ASSIGNMENT = Which of the lines below contain the string "denture"? Pull each one out of the data.

DATASET EXCERPTS =
• • • • • • •
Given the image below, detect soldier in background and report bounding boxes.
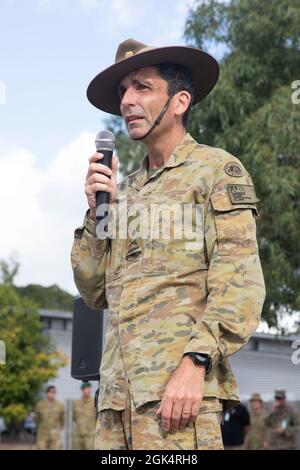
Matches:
[221,403,250,450]
[73,382,96,450]
[266,390,300,450]
[244,393,268,450]
[35,385,65,450]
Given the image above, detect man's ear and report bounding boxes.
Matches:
[174,91,191,118]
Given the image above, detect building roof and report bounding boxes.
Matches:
[39,309,73,320]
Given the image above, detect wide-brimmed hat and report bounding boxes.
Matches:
[87,38,219,115]
[250,393,263,402]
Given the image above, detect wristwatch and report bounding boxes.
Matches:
[183,352,212,374]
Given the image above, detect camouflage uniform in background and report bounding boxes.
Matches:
[266,403,300,450]
[35,399,65,450]
[244,393,268,450]
[73,396,96,450]
[245,411,268,450]
[71,132,266,450]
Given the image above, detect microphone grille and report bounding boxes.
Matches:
[95,130,115,151]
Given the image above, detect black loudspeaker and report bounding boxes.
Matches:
[71,296,107,381]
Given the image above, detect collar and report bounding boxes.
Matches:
[131,132,198,190]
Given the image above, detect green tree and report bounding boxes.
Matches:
[16,284,74,311]
[0,257,20,285]
[0,284,66,427]
[104,0,300,327]
[0,255,74,311]
[107,116,146,177]
[185,0,300,326]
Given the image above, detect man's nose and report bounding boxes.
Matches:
[120,87,136,109]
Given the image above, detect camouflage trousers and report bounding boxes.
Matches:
[95,382,224,450]
[36,431,62,450]
[73,433,95,450]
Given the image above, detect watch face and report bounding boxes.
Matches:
[195,354,205,362]
[195,354,208,364]
[186,353,210,370]
[194,354,211,372]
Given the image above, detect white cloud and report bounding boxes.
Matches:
[0,80,6,105]
[32,0,188,43]
[108,0,144,28]
[79,0,100,7]
[150,1,192,46]
[79,0,144,37]
[0,133,97,295]
[35,0,144,29]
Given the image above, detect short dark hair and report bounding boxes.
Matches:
[47,385,56,393]
[154,63,194,129]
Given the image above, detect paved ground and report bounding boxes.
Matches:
[0,442,36,450]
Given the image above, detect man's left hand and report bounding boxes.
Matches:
[156,355,205,432]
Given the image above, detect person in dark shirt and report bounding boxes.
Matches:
[221,403,251,450]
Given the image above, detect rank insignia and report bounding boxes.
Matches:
[228,184,260,204]
[224,162,244,177]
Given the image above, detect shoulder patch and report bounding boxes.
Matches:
[224,162,244,177]
[228,184,260,204]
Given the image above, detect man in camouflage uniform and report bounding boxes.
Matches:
[266,390,300,450]
[71,38,265,450]
[244,393,268,450]
[73,382,96,450]
[35,385,65,450]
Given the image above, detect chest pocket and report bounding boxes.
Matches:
[141,191,207,273]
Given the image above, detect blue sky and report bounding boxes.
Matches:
[0,0,294,333]
[0,0,199,294]
[0,0,236,301]
[0,0,193,166]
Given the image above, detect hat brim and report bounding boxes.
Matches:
[87,46,219,115]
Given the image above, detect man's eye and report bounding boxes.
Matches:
[137,84,149,90]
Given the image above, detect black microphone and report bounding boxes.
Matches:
[94,130,115,235]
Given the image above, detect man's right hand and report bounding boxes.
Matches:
[85,153,119,221]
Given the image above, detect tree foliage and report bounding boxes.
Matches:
[0,256,74,311]
[16,284,74,312]
[0,284,66,426]
[107,0,300,327]
[107,116,146,177]
[0,258,20,286]
[185,0,300,326]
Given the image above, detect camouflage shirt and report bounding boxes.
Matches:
[71,132,265,412]
[35,399,65,434]
[266,405,300,449]
[73,397,96,436]
[244,410,268,450]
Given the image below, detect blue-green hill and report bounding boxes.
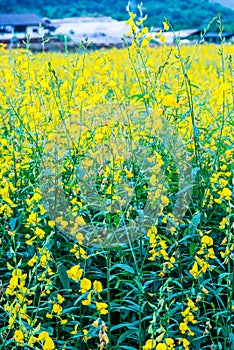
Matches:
[1,0,234,32]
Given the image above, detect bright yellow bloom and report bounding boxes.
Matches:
[156,343,167,350]
[13,330,24,343]
[60,318,68,325]
[70,324,79,335]
[93,280,103,293]
[201,235,213,246]
[28,335,38,346]
[179,322,189,334]
[27,256,37,267]
[181,307,190,317]
[27,212,40,225]
[35,227,45,239]
[57,293,65,303]
[143,339,156,350]
[82,291,92,306]
[165,338,175,348]
[96,301,108,315]
[80,278,92,293]
[163,21,169,31]
[189,261,200,279]
[38,332,55,350]
[162,94,178,108]
[92,319,99,328]
[66,265,83,282]
[43,337,55,350]
[221,187,232,199]
[188,299,198,311]
[52,303,62,315]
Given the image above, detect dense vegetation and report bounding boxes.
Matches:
[1,0,234,32]
[0,11,233,349]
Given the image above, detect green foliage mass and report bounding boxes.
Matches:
[0,0,234,32]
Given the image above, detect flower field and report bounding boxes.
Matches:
[0,16,233,350]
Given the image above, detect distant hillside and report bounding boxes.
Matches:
[0,0,234,32]
[214,0,234,10]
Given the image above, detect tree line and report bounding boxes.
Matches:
[1,0,234,33]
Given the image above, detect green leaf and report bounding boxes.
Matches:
[111,321,138,331]
[117,330,138,345]
[9,217,17,230]
[190,242,198,256]
[57,263,70,290]
[189,212,202,236]
[110,263,135,274]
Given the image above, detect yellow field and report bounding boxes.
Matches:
[0,29,233,350]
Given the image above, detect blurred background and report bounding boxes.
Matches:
[0,0,234,50]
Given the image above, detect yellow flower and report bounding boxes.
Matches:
[181,307,190,317]
[179,322,188,334]
[156,343,167,350]
[66,265,83,282]
[38,331,50,341]
[27,256,37,267]
[48,220,55,228]
[13,330,24,343]
[25,236,37,245]
[96,301,108,315]
[221,187,232,199]
[141,27,149,34]
[82,291,92,306]
[219,217,228,229]
[57,293,65,303]
[201,235,213,246]
[83,328,91,342]
[178,338,190,350]
[70,324,79,335]
[159,35,166,43]
[187,299,198,311]
[163,21,169,31]
[143,339,156,350]
[76,232,84,244]
[188,328,195,336]
[35,227,45,239]
[184,313,197,324]
[206,248,215,259]
[27,212,40,225]
[92,319,99,328]
[38,204,47,215]
[189,261,200,279]
[28,335,38,346]
[165,338,175,348]
[43,337,55,350]
[40,255,47,268]
[74,247,87,259]
[80,278,92,293]
[60,318,68,325]
[93,280,103,293]
[38,332,55,350]
[52,303,62,315]
[75,215,86,226]
[162,94,178,108]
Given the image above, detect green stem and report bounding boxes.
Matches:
[107,249,111,348]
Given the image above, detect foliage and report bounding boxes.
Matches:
[0,12,233,350]
[0,0,234,33]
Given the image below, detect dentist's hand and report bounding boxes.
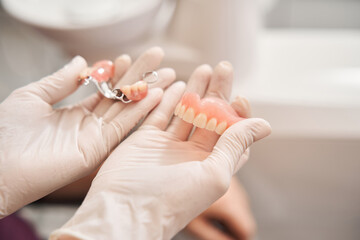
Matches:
[50,63,271,240]
[186,94,256,240]
[0,47,175,218]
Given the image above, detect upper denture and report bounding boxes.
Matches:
[174,92,243,134]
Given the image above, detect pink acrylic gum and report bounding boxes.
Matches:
[79,60,114,83]
[174,92,244,134]
[89,60,114,83]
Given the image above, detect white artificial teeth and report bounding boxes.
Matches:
[206,118,217,131]
[215,121,227,135]
[183,108,195,123]
[121,85,131,96]
[174,103,181,116]
[178,105,186,118]
[193,113,207,128]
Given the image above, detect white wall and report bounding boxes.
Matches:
[266,0,360,28]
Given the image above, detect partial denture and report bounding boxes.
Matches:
[79,60,150,102]
[120,80,148,101]
[174,92,244,135]
[79,60,114,83]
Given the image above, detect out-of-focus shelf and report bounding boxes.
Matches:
[238,30,360,139]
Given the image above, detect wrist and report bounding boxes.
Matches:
[50,188,165,240]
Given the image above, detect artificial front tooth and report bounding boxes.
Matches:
[178,105,186,118]
[193,113,207,128]
[215,121,227,135]
[174,103,181,116]
[183,108,195,123]
[206,118,217,131]
[121,85,131,96]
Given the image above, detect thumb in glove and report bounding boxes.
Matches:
[27,56,87,105]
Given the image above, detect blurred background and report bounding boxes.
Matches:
[0,0,359,239]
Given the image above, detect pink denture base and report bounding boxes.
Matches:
[90,60,114,82]
[180,92,243,126]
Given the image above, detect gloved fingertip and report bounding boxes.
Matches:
[218,60,233,70]
[214,61,233,79]
[231,96,251,118]
[151,87,164,95]
[64,55,87,70]
[232,95,250,108]
[172,80,186,91]
[115,54,132,64]
[162,67,176,79]
[204,118,271,177]
[248,118,272,141]
[148,88,164,102]
[228,118,271,142]
[147,46,165,57]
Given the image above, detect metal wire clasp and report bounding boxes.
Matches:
[80,69,158,104]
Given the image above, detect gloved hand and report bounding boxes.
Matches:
[186,95,256,240]
[0,47,175,218]
[50,62,271,240]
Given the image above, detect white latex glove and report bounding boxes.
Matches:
[50,63,271,240]
[0,47,175,218]
[186,96,256,240]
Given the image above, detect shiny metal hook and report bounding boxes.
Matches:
[142,71,158,84]
[111,89,132,103]
[82,77,133,103]
[81,70,158,104]
[83,76,117,100]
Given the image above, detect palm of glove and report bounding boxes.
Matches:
[0,48,174,217]
[0,75,107,219]
[0,90,104,178]
[79,123,233,240]
[50,63,271,240]
[106,125,210,166]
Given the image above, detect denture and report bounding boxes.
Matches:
[119,80,148,101]
[79,60,114,83]
[174,92,244,135]
[78,60,151,102]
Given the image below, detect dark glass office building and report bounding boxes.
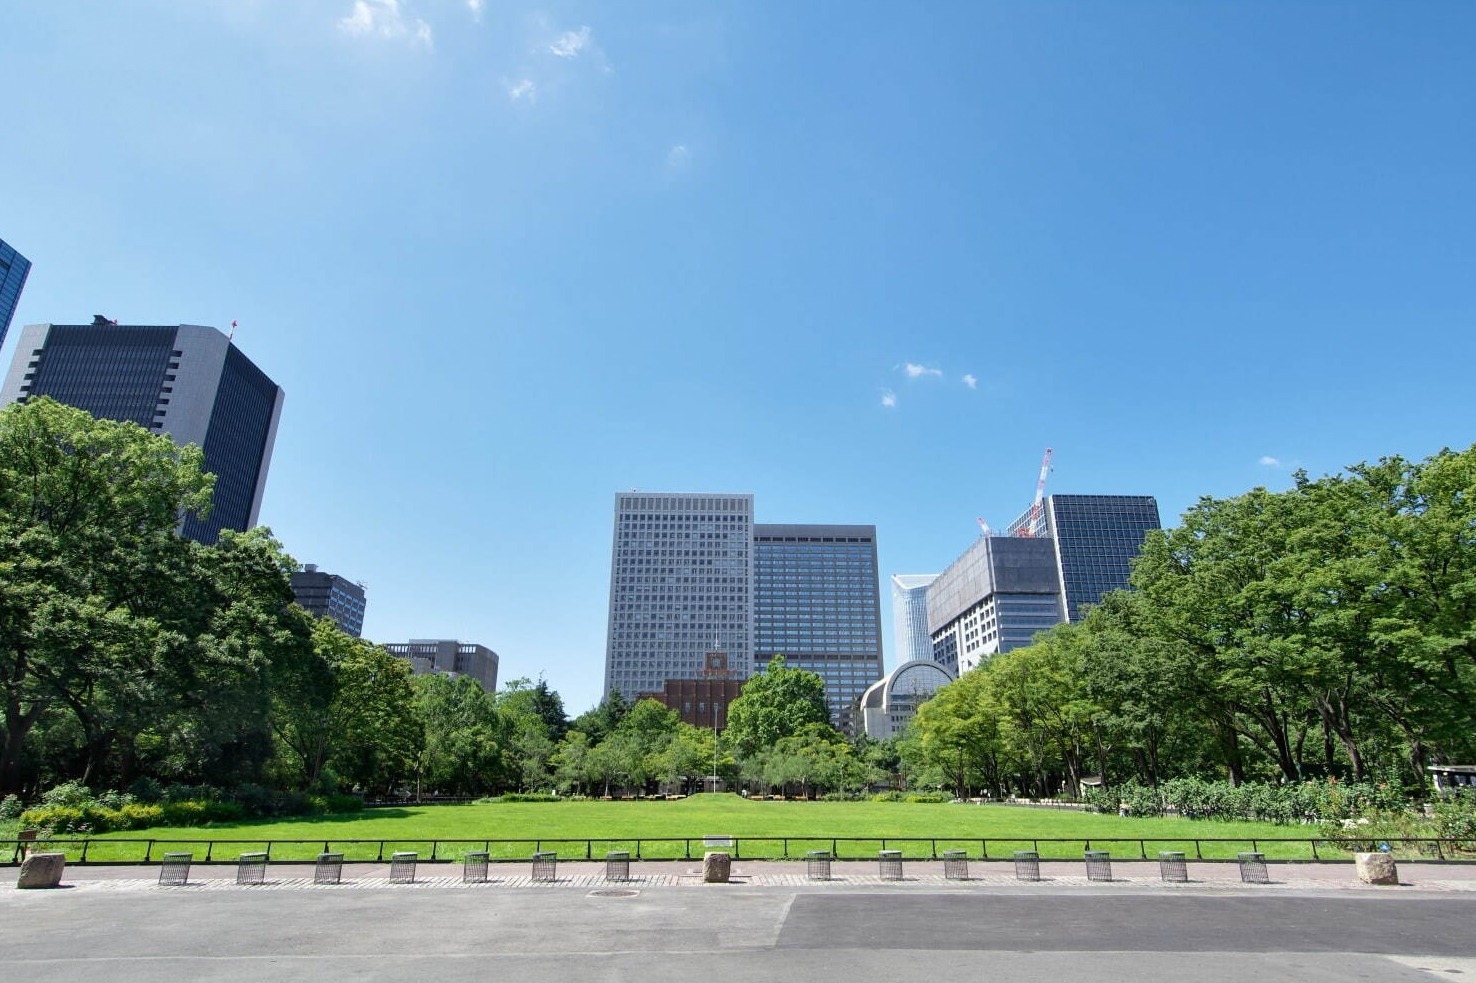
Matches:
• • • • • • •
YOUR RESPONSE =
Given the image above, detect upper denture and report bounding boxes.
Given the image above, detect partial denture and report bounding boxes.
Given the image above, detect pink denture base and report bounding boxes.
Given the image above, detect denture and report bounding boxes.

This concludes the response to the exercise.